- **Task description**: Would you retype every line below without changing anything?

- **Data provided**:
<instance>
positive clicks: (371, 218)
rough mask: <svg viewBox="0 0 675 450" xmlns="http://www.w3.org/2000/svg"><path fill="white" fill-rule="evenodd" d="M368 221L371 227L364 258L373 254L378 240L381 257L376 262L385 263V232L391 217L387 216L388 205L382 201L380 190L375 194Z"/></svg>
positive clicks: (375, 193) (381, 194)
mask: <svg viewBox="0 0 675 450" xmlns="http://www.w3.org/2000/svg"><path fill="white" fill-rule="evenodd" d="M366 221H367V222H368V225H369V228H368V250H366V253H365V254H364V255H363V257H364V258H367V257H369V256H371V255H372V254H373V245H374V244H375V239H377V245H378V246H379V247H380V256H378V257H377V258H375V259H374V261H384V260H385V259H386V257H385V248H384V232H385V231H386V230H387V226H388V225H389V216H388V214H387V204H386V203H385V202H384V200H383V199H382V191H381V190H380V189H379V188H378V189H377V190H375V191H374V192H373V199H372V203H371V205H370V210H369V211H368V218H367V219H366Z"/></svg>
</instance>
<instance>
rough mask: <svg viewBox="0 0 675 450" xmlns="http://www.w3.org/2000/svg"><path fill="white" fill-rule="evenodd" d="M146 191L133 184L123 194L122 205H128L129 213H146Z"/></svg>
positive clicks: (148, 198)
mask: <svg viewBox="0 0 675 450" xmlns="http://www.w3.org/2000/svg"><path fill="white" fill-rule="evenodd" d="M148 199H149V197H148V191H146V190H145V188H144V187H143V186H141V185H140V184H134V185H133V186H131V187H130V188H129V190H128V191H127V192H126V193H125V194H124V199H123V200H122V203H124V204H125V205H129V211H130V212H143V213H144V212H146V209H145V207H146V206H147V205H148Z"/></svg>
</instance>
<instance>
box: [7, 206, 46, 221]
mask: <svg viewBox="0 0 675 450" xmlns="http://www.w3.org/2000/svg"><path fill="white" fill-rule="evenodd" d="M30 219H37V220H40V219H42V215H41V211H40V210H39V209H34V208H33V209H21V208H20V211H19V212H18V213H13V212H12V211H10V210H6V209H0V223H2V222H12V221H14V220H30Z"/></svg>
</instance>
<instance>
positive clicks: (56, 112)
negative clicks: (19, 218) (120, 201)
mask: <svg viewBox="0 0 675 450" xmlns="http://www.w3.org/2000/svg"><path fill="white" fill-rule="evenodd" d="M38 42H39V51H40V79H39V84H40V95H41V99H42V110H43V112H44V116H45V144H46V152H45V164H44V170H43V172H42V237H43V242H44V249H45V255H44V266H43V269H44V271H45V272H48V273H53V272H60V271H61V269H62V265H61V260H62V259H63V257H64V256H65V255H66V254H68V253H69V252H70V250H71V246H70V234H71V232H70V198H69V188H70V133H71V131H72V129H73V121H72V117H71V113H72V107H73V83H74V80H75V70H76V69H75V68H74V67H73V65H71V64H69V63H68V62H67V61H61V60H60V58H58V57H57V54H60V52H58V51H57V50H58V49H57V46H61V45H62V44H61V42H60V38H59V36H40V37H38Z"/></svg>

- **Exercise response**:
<instance>
positive clicks: (371, 218)
rough mask: <svg viewBox="0 0 675 450" xmlns="http://www.w3.org/2000/svg"><path fill="white" fill-rule="evenodd" d="M368 221L371 227L364 258L373 254L378 240L381 257L376 262L385 263V232L391 217L387 216L388 205L382 201L380 190L375 194Z"/></svg>
positive clicks: (375, 193) (381, 194)
mask: <svg viewBox="0 0 675 450" xmlns="http://www.w3.org/2000/svg"><path fill="white" fill-rule="evenodd" d="M366 221H367V222H368V225H369V228H368V250H366V253H365V254H364V255H363V257H364V258H367V257H369V256H371V255H372V254H373V245H374V244H375V239H377V245H378V246H379V247H380V256H378V257H377V258H375V259H374V261H384V260H385V259H386V257H385V248H384V232H385V231H386V230H387V226H388V225H389V216H388V214H387V204H386V203H385V202H384V200H383V199H382V191H381V190H380V189H379V188H378V189H377V190H375V191H374V192H373V199H372V203H371V205H370V210H369V211H368V218H367V219H366Z"/></svg>
</instance>
<instance>
rough mask: <svg viewBox="0 0 675 450" xmlns="http://www.w3.org/2000/svg"><path fill="white" fill-rule="evenodd" d="M146 191L133 184L123 194L122 205H128L129 213H146Z"/></svg>
positive clicks: (148, 198)
mask: <svg viewBox="0 0 675 450" xmlns="http://www.w3.org/2000/svg"><path fill="white" fill-rule="evenodd" d="M148 199H149V197H148V191H146V190H145V188H144V187H143V186H141V185H140V184H134V185H133V186H131V187H130V188H129V190H128V191H127V192H126V193H125V194H124V199H123V200H122V203H124V204H125V205H129V211H130V212H143V213H144V212H146V209H145V207H146V206H147V205H148Z"/></svg>
</instance>
<instance>
box: [7, 206, 46, 221]
mask: <svg viewBox="0 0 675 450" xmlns="http://www.w3.org/2000/svg"><path fill="white" fill-rule="evenodd" d="M30 219H37V220H40V219H42V215H41V211H40V210H39V209H34V208H33V209H21V208H20V211H19V212H18V213H13V212H12V211H10V210H6V209H0V223H2V222H12V221H14V220H30Z"/></svg>
</instance>
<instance>
positive clicks: (56, 112)
negative clicks: (19, 218) (120, 201)
mask: <svg viewBox="0 0 675 450" xmlns="http://www.w3.org/2000/svg"><path fill="white" fill-rule="evenodd" d="M38 42H39V51H40V79H39V84H40V95H41V99H42V110H43V112H44V116H45V144H46V152H45V164H44V170H43V172H42V237H43V242H44V249H45V255H44V266H43V269H44V271H45V272H48V273H53V272H60V271H61V269H62V265H61V260H62V259H63V257H64V256H65V255H66V254H68V253H69V252H70V250H71V246H70V234H71V232H70V198H69V188H70V133H71V131H72V129H73V121H72V117H71V113H72V107H73V83H74V80H75V70H76V69H75V68H74V67H73V65H71V64H69V63H68V62H67V61H61V60H60V58H58V57H57V54H60V52H58V51H57V50H58V49H57V46H61V45H62V44H61V42H60V38H59V36H40V37H38Z"/></svg>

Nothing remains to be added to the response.